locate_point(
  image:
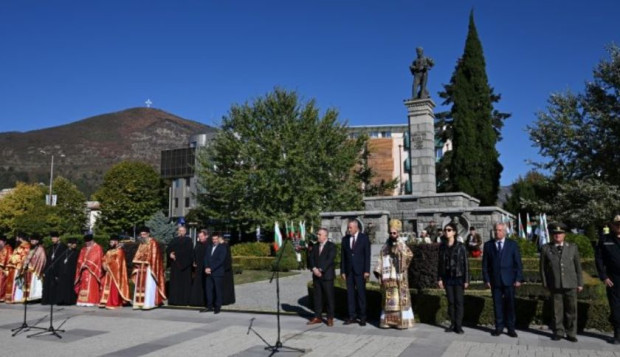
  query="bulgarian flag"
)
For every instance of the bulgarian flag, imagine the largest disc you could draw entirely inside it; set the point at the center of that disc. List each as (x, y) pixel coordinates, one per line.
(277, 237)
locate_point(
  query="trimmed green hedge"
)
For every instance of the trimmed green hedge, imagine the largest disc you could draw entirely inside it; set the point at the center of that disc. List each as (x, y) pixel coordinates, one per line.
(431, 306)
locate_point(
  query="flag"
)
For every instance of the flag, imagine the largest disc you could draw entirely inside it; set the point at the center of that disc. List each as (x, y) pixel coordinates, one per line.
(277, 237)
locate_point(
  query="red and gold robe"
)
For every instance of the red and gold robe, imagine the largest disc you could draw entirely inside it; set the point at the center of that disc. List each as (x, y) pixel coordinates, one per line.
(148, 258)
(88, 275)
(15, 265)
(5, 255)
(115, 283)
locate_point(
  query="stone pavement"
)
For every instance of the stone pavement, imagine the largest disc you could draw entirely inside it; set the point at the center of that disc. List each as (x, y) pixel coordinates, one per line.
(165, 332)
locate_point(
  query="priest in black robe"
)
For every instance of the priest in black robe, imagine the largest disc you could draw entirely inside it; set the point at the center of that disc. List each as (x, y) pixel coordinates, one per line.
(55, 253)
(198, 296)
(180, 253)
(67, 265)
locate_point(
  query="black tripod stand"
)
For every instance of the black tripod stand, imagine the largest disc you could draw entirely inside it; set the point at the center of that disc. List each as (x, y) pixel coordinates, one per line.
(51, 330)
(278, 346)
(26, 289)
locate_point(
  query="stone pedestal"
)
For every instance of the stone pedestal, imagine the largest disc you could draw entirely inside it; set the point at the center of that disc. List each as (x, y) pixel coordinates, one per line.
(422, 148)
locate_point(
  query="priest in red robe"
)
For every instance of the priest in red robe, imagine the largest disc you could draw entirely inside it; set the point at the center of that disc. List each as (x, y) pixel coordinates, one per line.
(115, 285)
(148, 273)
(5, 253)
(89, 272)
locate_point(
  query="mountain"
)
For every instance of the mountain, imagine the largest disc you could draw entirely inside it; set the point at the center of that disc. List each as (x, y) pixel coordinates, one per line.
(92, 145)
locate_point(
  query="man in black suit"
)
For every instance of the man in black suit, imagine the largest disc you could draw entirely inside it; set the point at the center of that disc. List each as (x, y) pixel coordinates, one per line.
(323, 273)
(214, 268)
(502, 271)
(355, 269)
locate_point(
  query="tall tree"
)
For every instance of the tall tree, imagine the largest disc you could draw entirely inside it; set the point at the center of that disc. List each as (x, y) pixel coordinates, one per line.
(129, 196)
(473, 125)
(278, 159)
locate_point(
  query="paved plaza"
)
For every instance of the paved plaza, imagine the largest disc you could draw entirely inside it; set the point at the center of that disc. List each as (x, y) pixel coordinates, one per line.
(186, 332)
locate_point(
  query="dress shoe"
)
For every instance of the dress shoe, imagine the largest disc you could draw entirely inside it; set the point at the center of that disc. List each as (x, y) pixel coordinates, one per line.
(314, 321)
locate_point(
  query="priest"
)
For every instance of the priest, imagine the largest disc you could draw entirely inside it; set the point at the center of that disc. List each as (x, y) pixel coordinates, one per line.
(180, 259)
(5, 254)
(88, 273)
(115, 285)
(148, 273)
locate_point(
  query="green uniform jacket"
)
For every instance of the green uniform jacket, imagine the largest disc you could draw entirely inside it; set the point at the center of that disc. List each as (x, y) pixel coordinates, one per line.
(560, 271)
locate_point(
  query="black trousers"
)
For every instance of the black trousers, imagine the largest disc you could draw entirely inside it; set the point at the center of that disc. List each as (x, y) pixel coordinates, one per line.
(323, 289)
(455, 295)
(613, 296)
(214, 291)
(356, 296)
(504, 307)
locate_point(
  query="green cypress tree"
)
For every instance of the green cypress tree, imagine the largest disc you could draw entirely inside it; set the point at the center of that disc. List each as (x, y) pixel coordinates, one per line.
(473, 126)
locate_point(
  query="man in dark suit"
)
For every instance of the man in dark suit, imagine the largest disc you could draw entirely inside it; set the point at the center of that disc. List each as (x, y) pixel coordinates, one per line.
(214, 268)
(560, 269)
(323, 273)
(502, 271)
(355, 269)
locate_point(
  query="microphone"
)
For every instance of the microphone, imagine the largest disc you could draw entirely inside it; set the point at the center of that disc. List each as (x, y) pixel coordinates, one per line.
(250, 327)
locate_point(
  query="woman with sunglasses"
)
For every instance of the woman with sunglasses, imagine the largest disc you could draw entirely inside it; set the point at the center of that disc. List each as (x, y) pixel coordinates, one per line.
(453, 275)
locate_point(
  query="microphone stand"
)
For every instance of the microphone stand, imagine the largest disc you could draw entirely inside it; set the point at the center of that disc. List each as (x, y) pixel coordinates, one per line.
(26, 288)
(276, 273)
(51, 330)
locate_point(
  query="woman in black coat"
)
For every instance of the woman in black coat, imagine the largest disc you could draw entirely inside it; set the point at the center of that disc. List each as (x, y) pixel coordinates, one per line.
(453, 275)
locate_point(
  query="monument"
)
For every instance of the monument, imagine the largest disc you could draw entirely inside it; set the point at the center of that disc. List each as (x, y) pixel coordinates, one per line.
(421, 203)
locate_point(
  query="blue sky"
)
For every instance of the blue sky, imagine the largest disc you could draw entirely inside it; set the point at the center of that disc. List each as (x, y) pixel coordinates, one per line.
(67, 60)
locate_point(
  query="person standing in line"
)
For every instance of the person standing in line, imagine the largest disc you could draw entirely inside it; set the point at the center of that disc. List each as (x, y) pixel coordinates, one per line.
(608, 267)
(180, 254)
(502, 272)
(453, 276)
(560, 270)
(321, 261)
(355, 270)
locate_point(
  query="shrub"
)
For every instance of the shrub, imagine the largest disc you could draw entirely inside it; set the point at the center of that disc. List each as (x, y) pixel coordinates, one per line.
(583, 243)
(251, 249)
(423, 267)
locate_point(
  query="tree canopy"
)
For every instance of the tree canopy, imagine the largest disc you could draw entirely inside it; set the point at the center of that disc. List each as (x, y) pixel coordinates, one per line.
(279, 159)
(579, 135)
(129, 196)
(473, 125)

WHAT YOU NEED TO DO: The goal is an exact reprint of the entries, leaving out the pictures.

ANSWER TO THE PROBLEM:
locate_point(
  image:
  query="bulgarian flag"
)
For every instance of the bulgarian flag, imagine the largest disc you could draw entirely inside it; set the point at the center of that disc. List each as (x, y) pixel coordinates, one per line.
(277, 237)
locate_point(
  query="trimmed green hedge"
)
For every instance of the trimmed green hedge, imagine the largest disc you could draw entirely inside it; set the point at the center of that disc. List each as (x, y) pixel coordinates, one per line.
(431, 306)
locate_point(
  query="flag"
)
For every instance of the flag, imagine the largest disc you could draw entirely inside it; set the point at the center of that disc. List each as (x, y) pixel coordinates, one per line.
(277, 237)
locate_point(
  query="red and gold robe"
)
For every instance of the red and gold robe, imagine the largest disc you could draw entirely inside it; set the point at the center of that disc. List each as (x, y) pixel coordinates, one per line.
(148, 258)
(88, 275)
(15, 265)
(5, 255)
(115, 283)
locate_point(
  query="stone pavement"
)
For every instance of the stone pavement, imagine the largest disc you could draw entirely inside it; set the point at the center of that disc. List each as (x, y) pixel coordinates, one per line.
(165, 332)
locate_point(
  query="priest in black robe"
)
For every instance of the priest in black robe, imagine the largest disc you could draw entirely inside it; set the point at the center of that disc. List each as (x, y) pixel coordinates, one per line.
(55, 253)
(198, 296)
(180, 253)
(67, 265)
locate_point(
  query="black tripod stand"
)
For every instance of the black tripod stand, imagine the largest disc you could draw entirely inside it; set the point at the center of that disc. List each as (x, y) pixel coordinates, one per line.
(51, 330)
(278, 346)
(26, 289)
locate_point(
  query="stone pedestal"
)
For every instance of the stone pedestal, imagine the largest disc you could draw entirely inside it; set the point at the center of that disc. List each as (x, y) pixel coordinates, one per line.
(422, 148)
locate_point(
  query="priest in red robe"
)
For every instance of the priest in red robe, imagine the largest disc you could draw entirely inside it; set the point at the center of that disc. List each as (x, y) pixel coordinates, one per line.
(115, 285)
(148, 273)
(5, 253)
(89, 272)
locate_point(
  query="mountain"
)
For every instance of the mountain, imagine the largest disc you could draw entirely inside it; set the point at the center of that disc. List each as (x, y) pixel coordinates, one per line.
(92, 145)
locate_point(
  query="man in black suit"
)
For every instance of the man in black suit, imagine the largest disc you could draw entirely inside it; set the point at the center of that disc. List each as (x, y) pixel coordinates, one per line.
(323, 273)
(214, 268)
(502, 271)
(355, 269)
locate_point(
  query="tall tree"
)
For every instance of the tall tree, imagine the largest disc you could draw entirely inside it; set the point at the center of that disc. List each as (x, y) pixel coordinates, one per line.
(129, 196)
(473, 125)
(278, 159)
locate_point(
  query="paved plaza"
)
For every instance of the paved plaza, imagine the largest disc you could draw entirely inside it; set the point at the center of that disc. List each as (x, y) pixel coordinates, one per line.
(186, 332)
locate_point(
  query="dress shoe"
)
For every instance of the dress shoe, imagine the largest disc you could draw entirely inside it; set the point at the center of that disc. List each as (x, y) pixel coordinates, one per line.
(314, 321)
locate_point(
  query="priest"
)
For every instance of the priest, imagine the largest disc you could draw entirely inside it; set the point at the center of that disc. List each as (x, y) pixel coordinates, one per line.
(180, 259)
(5, 254)
(88, 273)
(115, 285)
(148, 273)
locate_point(
  query="green uniform jacket"
)
For every instance of the green uniform jacket, imagine the largest disc you could draw entirely inside it; set the point at the center of that disc. List each as (x, y) pixel coordinates, one per line.
(560, 271)
locate_point(
  query="black trousers"
)
For every instance of the black trousers, imagine the largest disc you could draw entirely inside it; set the point at the center of that disc. List each as (x, y) pixel coordinates, one per line.
(323, 289)
(455, 295)
(613, 296)
(214, 291)
(356, 296)
(504, 307)
locate_point(
  query="green cypress tree"
)
For every instance of the green cypress tree, imagine the largest disc you could draw entirely inside it; set the point at the center of that disc. List each as (x, y) pixel coordinates, one per line.
(473, 126)
locate_point(
  query="man in dark suit"
)
For every instance of the man in dark suit, imagine the largest disc you could draw entirely inside it; set the point at the center of that disc. List each as (x, y) pixel coordinates, one per line.
(214, 268)
(560, 269)
(323, 273)
(502, 271)
(355, 269)
locate_point(
  query="microphone"
)
For every instance of the microphone, imagine the largest disc you could draw entirely inside it; set the point at the center of that disc. List each as (x, y) pixel coordinates, one per line.
(250, 327)
locate_point(
  query="woman with sunglasses"
)
For every instance of the woman with sunglasses, imagine the largest disc you could draw entirely inside it; set the point at the center of that disc. List each as (x, y) pixel coordinates, one per line.
(453, 275)
locate_point(
  query="microphone stand"
)
For every instance of the microphone stand, imagine the largest disc you could draw entirely inside it; set the point at the center of that disc. List each as (x, y) pixel coordinates, one per line.
(26, 288)
(276, 273)
(51, 330)
locate_point(
  query="woman in black coat"
)
For every instance of the woman in black coat, imagine the largest disc you could draw entirely inside it; set the point at the center of that disc. List each as (x, y) pixel coordinates, one per line.
(453, 275)
locate_point(
  query="monument"
)
For every instance of the monument, imagine the largest disc you could draw entirely inside it; set the point at the center of that disc. List each as (x, y) pixel coordinates, one per line.
(421, 203)
locate_point(
  query="blue sky"
)
For every instance of the blue sky, imagine the largest disc you could draw entirely inside it; set the point at the center of that disc. List each as (x, y) pixel coordinates, one per line.
(67, 60)
locate_point(
  query="person standing in line"
)
For every instance of the person standing in line, imagine the largest disc you could draw entirely inside it; set the point at the center of that disc. List each as (x, y) pixel coordinates, one per line.
(608, 267)
(180, 254)
(502, 272)
(453, 276)
(560, 270)
(321, 261)
(355, 270)
locate_point(
  query="shrub"
)
For every instance of the shrub, imagine the largest disc you could draw entirely inside it; set the point at the center of that disc. List each as (x, y) pixel coordinates, one per line.
(583, 243)
(251, 249)
(423, 267)
locate_point(
  query="tree canopy"
)
For every instance of the tree canopy, imagine the largest disc you could draw entirely inside it; set the point at the center of that disc. List each as (x, y) pixel coordinates, one per line.
(279, 159)
(579, 135)
(129, 196)
(473, 125)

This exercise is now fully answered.